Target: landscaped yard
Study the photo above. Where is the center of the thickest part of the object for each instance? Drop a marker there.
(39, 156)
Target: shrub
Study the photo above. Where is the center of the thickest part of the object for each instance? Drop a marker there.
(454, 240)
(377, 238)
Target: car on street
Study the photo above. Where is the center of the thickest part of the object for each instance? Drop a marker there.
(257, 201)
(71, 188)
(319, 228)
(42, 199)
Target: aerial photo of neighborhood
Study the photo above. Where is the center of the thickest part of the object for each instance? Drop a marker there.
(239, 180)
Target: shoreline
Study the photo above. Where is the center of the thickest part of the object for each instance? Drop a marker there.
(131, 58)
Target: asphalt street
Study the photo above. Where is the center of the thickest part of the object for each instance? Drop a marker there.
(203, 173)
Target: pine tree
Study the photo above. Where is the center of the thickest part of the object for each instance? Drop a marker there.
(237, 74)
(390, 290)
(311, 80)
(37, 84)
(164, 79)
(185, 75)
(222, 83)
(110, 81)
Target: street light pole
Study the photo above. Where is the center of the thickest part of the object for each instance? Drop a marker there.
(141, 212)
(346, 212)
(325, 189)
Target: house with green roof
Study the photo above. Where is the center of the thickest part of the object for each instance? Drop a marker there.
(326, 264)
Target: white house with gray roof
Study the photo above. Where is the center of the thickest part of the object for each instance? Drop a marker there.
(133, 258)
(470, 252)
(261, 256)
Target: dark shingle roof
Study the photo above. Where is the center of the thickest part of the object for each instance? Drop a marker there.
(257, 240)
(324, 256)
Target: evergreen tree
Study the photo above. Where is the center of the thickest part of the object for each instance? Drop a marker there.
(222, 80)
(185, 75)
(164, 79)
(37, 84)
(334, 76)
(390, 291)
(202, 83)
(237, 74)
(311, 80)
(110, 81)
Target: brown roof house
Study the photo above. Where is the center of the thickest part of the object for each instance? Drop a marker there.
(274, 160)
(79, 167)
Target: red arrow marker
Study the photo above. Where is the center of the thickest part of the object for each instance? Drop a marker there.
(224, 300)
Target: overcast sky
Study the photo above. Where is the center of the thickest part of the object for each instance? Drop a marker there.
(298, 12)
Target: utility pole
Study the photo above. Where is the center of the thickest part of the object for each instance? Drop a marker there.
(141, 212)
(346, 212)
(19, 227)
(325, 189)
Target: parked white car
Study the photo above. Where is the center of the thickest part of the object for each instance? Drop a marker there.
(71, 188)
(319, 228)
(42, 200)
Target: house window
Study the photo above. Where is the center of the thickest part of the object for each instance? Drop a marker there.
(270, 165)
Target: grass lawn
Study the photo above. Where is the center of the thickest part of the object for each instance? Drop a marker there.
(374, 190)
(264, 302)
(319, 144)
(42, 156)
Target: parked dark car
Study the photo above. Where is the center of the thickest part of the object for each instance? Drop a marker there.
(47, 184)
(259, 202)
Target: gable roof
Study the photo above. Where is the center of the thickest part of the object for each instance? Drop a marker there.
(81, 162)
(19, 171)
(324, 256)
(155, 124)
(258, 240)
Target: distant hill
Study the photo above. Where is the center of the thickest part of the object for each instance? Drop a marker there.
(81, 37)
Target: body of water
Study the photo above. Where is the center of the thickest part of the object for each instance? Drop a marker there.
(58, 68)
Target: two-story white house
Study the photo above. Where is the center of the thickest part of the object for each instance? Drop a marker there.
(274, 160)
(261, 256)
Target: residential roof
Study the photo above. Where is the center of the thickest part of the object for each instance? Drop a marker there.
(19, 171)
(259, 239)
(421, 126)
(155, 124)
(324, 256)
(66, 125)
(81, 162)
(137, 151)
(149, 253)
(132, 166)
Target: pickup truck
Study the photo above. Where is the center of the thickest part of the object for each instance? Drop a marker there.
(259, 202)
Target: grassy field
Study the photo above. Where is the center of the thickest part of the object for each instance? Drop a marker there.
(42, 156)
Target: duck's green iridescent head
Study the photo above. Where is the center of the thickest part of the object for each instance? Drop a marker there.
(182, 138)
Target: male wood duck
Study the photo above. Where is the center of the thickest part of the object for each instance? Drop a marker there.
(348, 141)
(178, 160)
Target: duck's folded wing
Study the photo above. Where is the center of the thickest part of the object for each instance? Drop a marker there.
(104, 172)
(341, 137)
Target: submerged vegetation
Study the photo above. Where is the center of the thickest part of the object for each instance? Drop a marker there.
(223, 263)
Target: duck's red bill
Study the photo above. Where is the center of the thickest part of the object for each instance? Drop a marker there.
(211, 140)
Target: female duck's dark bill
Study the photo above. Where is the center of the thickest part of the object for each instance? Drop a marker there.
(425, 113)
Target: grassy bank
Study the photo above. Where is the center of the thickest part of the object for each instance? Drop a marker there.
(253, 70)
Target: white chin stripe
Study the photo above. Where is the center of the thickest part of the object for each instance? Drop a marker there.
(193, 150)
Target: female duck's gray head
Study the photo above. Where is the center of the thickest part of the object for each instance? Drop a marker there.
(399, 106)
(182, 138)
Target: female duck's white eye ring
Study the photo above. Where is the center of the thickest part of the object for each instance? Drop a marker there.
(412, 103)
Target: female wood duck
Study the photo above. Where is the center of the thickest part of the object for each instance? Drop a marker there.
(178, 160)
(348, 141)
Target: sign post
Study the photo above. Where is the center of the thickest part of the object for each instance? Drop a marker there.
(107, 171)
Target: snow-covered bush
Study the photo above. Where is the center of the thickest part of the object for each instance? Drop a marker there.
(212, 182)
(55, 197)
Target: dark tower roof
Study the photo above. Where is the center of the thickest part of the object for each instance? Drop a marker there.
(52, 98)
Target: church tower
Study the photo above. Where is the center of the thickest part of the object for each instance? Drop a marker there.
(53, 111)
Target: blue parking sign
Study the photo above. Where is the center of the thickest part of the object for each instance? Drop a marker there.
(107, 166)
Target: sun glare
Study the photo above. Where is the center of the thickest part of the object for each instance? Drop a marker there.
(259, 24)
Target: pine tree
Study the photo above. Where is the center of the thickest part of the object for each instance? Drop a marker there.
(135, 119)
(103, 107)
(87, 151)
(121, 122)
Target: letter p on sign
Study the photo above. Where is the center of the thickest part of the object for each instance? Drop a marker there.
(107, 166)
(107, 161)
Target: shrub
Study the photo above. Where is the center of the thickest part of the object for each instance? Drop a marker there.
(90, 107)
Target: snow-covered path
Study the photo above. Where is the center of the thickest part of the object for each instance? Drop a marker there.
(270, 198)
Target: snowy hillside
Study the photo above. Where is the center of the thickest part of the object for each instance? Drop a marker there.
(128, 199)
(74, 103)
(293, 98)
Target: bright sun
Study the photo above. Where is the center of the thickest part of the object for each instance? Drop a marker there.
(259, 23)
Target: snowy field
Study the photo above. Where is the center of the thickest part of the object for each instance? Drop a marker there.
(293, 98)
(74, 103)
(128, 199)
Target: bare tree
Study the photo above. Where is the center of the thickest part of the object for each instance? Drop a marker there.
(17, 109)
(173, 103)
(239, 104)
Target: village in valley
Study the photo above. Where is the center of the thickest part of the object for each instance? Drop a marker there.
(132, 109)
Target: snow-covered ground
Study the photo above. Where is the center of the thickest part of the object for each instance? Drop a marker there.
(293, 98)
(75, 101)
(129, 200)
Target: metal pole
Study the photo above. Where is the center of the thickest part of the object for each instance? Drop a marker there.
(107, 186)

···

* OBJECTIVE *
Lay out every line of the records above as a Markdown table with two columns, Row and Text. Number each row in the Row column, place the line in the Text column, and omit blank lines.

* FINAL RESULT *
| Row | Text |
|---|---|
| 1 | Target: landscaped yard |
| 2 | Study the photo above. Where is the center of the thickest part of the object for each instance? Drop a marker there. |
| 3 | (39, 156) |
| 4 | Target: shrub |
| 5 | Study the photo above. Where is the center of the thickest part of the object for each instance? Drop a marker there. |
| 6 | (454, 240) |
| 7 | (377, 238) |
| 8 | Target: car on street |
| 9 | Study the photo above. Where is the center of the thickest part of the object for each instance? Drop a marker there. |
| 10 | (257, 201) |
| 11 | (71, 188) |
| 12 | (319, 228) |
| 13 | (42, 199) |
| 14 | Target: aerial photo of neighborhood |
| 15 | Study the photo above. Where is the center of the thickest part of the object for each instance? Drop a marker there. |
| 16 | (239, 180) |
| 17 | Target: shoreline |
| 18 | Study the photo above. Where is the center of the thickest part of the object for each instance? Drop a marker there. |
| 19 | (131, 58) |
| 20 | Target: asphalt street |
| 21 | Study the photo above. Where is the center of the thickest part of the object for each instance? Drop a marker there. |
| 22 | (203, 173) |
| 23 | Target: pine tree |
| 24 | Study the photo above. Where is the center of the thickest part of the object for each instance? Drop a marker there. |
| 25 | (237, 74) |
| 26 | (390, 290) |
| 27 | (311, 80) |
| 28 | (37, 84) |
| 29 | (164, 79) |
| 30 | (185, 75) |
| 31 | (222, 83) |
| 32 | (110, 81) |
| 33 | Target: street light pole |
| 34 | Study the photo above. Where is the center of the thickest part of the object for each instance? Drop a marker there. |
| 35 | (141, 212) |
| 36 | (346, 212) |
| 37 | (325, 189) |
| 38 | Target: house with green roof |
| 39 | Study the photo above. Where is the center of the thickest part of the object for each instance? Drop a marker there. |
| 40 | (326, 264) |
| 41 | Target: white house with gray roof |
| 42 | Study the photo above. Where is the center of the thickest part of the object for each instance? Drop a marker there. |
| 43 | (133, 258) |
| 44 | (470, 252) |
| 45 | (261, 256) |
| 46 | Target: dark shingle roof |
| 47 | Study the photo above. Where is the center of the thickest part of the object for each instance? Drop a marker there. |
| 48 | (257, 240) |
| 49 | (324, 256) |
| 50 | Target: evergreen tree |
| 51 | Study the photo above. Where is the center of the thickest part of the object for each instance? Drop a marker there. |
| 52 | (222, 80) |
| 53 | (185, 75) |
| 54 | (164, 79) |
| 55 | (37, 84) |
| 56 | (334, 76) |
| 57 | (390, 291) |
| 58 | (202, 83) |
| 59 | (237, 74) |
| 60 | (311, 80) |
| 61 | (110, 81) |
| 62 | Target: brown roof house |
| 63 | Study the photo above. Where is the center of the thickest part of the object for each instance? Drop a marker there. |
| 64 | (274, 160) |
| 65 | (79, 167) |
| 66 | Target: red arrow marker |
| 67 | Study the photo above. Where is the center of the thickest part of the object for each instance? Drop a marker there. |
| 68 | (224, 300) |
| 69 | Target: overcast sky |
| 70 | Study the photo above. Where is the center of the thickest part of the object for each instance? Drop a marker there. |
| 71 | (298, 12) |
| 72 | Target: utility pole |
| 73 | Study the photo above. Where is the center of the thickest part of the object for each instance? Drop a marker there. |
| 74 | (141, 212) |
| 75 | (346, 212) |
| 76 | (19, 227) |
| 77 | (325, 189) |
| 78 | Target: parked white car |
| 79 | Study the photo above. Where is the center of the thickest part of the object for each instance? Drop a marker there. |
| 80 | (71, 188) |
| 81 | (319, 228) |
| 82 | (42, 200) |
| 83 | Target: house window |
| 84 | Study the photo above. Where is the center of the thickest part of the object for each instance? Drop a marker there. |
| 85 | (270, 165) |
| 86 | Target: grass lawn |
| 87 | Study the photo above. Where is the center of the thickest part of the object for each instance? Drop a marker there. |
| 88 | (374, 190) |
| 89 | (264, 302) |
| 90 | (319, 144) |
| 91 | (42, 156) |
| 92 | Target: parked dark car |
| 93 | Study the photo above. Where is the center of the thickest part of the object for each instance? Drop a marker there. |
| 94 | (47, 184) |
| 95 | (259, 202) |
| 96 | Target: gable roof |
| 97 | Study the photo above. Where is the center of the thickest part of the object for each instance? Drop a marker there. |
| 98 | (81, 162) |
| 99 | (19, 171) |
| 100 | (324, 256) |
| 101 | (155, 124) |
| 102 | (258, 240) |
| 103 | Target: distant hill |
| 104 | Study the photo above. Where is the center of the thickest part of the object for each instance? Drop a marker there. |
| 105 | (81, 37) |
| 106 | Target: body of water |
| 107 | Study the photo above. Where is the center of the thickest part of the object for each instance? Drop a marker there. |
| 108 | (58, 68) |
| 109 | Target: two-story white house |
| 110 | Study the photo above. Where is the center of the thickest part of the object for each instance? Drop a marker there. |
| 111 | (274, 160) |
| 112 | (261, 256) |
| 113 | Target: residential roof |
| 114 | Study the photo above. Where is the center of the thickest part of the object for each instance? Drop a marker there. |
| 115 | (19, 171) |
| 116 | (259, 239) |
| 117 | (421, 126) |
| 118 | (155, 124) |
| 119 | (324, 256) |
| 120 | (66, 125) |
| 121 | (81, 162) |
| 122 | (137, 151) |
| 123 | (149, 253) |
| 124 | (132, 166) |
| 125 | Target: pickup truck |
| 126 | Study the photo above. Where is the center of the thickest part of the object for each instance? Drop a marker there. |
| 127 | (259, 202) |
| 128 | Target: grassy field |
| 129 | Study the photo above. Where is the center of the thickest part of the object for each instance? Drop a marker there. |
| 130 | (42, 156) |
| 131 | Target: duck's green iridescent head |
| 132 | Study the photo above. Where is the center of the thickest part of the object for each instance? Drop a marker there. |
| 133 | (182, 138) |
| 134 | Target: male wood duck |
| 135 | Study the photo above. Where is the center of the thickest part of the object for each instance? Drop a marker there. |
| 136 | (348, 141) |
| 137 | (178, 160) |
| 138 | Target: duck's folded wing |
| 139 | Study the photo above. Where is the center of the thickest part of the object for each instance? Drop a marker there. |
| 140 | (104, 172) |
| 141 | (341, 137) |
| 142 | Target: submerged vegetation |
| 143 | Study the photo above. Where is the center of the thickest part of the object for each instance? Drop a marker there. |
| 144 | (223, 263) |
| 145 | Target: duck's red bill |
| 146 | Study the photo above. Where is the center of the thickest part of the object for each instance? Drop a marker there. |
| 147 | (211, 140) |
| 148 | Target: female duck's dark bill |
| 149 | Study the photo above. Where is the center of the thickest part of the object for each instance? Drop a marker there. |
| 150 | (425, 113) |
| 151 | Target: grassy bank |
| 152 | Study the photo above. Where is the center of the thickest part of the object for each instance? Drop a marker there. |
| 153 | (253, 70) |
| 154 | Target: white chin stripe |
| 155 | Study the photo above. Where is the center of the thickest part of the object for each instance? Drop a marker there. |
| 156 | (193, 150) |
| 157 | Target: female duck's gray head |
| 158 | Study the photo above. Where is the center of the thickest part of the object for each instance? Drop a marker there. |
| 159 | (399, 106) |
| 160 | (182, 138) |
| 161 | Target: female duck's white eye ring |
| 162 | Study the photo above. Where is the center of the thickest part of the object for each instance? Drop a marker there. |
| 163 | (412, 103) |
| 164 | Target: female wood duck |
| 165 | Study the photo above. Where is the center of the thickest part of the object for each instance? Drop a marker there. |
| 166 | (178, 160) |
| 167 | (348, 141) |
| 168 | Target: sign post |
| 169 | Study the photo above. Where is the center of the thickest part of the object for each instance? Drop a marker there. |
| 170 | (107, 171) |
| 171 | Target: snow-covered bush |
| 172 | Study the photo above. Where is the center of the thickest part of the object for each instance? Drop a marker there. |
| 173 | (212, 182) |
| 174 | (55, 197) |
| 175 | Target: dark tower roof |
| 176 | Study the photo above. Where is the center of the thickest part of the object for each instance? Drop a marker there. |
| 177 | (52, 98) |
| 178 | Target: church tower |
| 179 | Study the photo above. Where is the center of the thickest part of the object for each instance? Drop a marker there. |
| 180 | (53, 111) |
| 181 | Target: blue parking sign |
| 182 | Study the photo above. Where is the center of the thickest part of the object for each instance? Drop a marker there. |
| 183 | (107, 166) |
| 184 | Target: sun glare |
| 185 | Study the photo above. Where is the center of the thickest part of the object for each instance? Drop a marker there. |
| 186 | (259, 24) |
| 187 | Target: pine tree |
| 188 | Study the photo above. Where is the center of the thickest part of the object for each instance? Drop a marker there. |
| 189 | (135, 119) |
| 190 | (103, 107) |
| 191 | (87, 151) |
| 192 | (121, 122) |
| 193 | Target: letter p on sign |
| 194 | Study the photo above. Where is the center of the thickest part of the object for each instance? Drop a marker there. |
| 195 | (107, 166) |
| 196 | (107, 161) |
| 197 | Target: shrub |
| 198 | Study the photo above. Where is the center of the thickest part of the object for each instance? Drop a marker there. |
| 199 | (90, 107) |
| 200 | Target: snow-covered path |
| 201 | Study the photo above. Where is the center of the thickest part of the object for each instance? Drop a marker there. |
| 202 | (270, 198) |
| 203 | Target: snowy hillside |
| 204 | Study the photo above. Where is the center of the thickest part of the object for each instance? Drop a marker there. |
| 205 | (128, 199) |
| 206 | (74, 103) |
| 207 | (293, 98) |
| 208 | Target: bright sun |
| 209 | Study the photo above. Where is the center of the thickest part of the object for each instance? Drop a marker there. |
| 210 | (259, 23) |
| 211 | Target: snowy field |
| 212 | Study the photo above. Where is the center of the thickest part of the object for each instance? Drop a marker there. |
| 213 | (293, 98) |
| 214 | (74, 103) |
| 215 | (128, 199) |
| 216 | Target: bare tree |
| 217 | Study the photo above. Where is the center of the thickest part of the object for each instance? Drop a marker there. |
| 218 | (17, 109) |
| 219 | (173, 103) |
| 220 | (239, 104) |
| 221 | Target: village in valley |
| 222 | Study the photo above. Where is the center of the thickest part of the object for each instance? Drop a marker there. |
| 223 | (132, 109) |
| 224 | Target: snow-covered ground |
| 225 | Study the photo above. Where is the center of the thickest part of the object for each instance? Drop a marker there. |
| 226 | (293, 98) |
| 227 | (75, 101) |
| 228 | (129, 200) |
| 229 | Target: metal pole |
| 230 | Study the photo above. Where is the center of the thickest part of the object for each instance? Drop a marker there. |
| 231 | (107, 186) |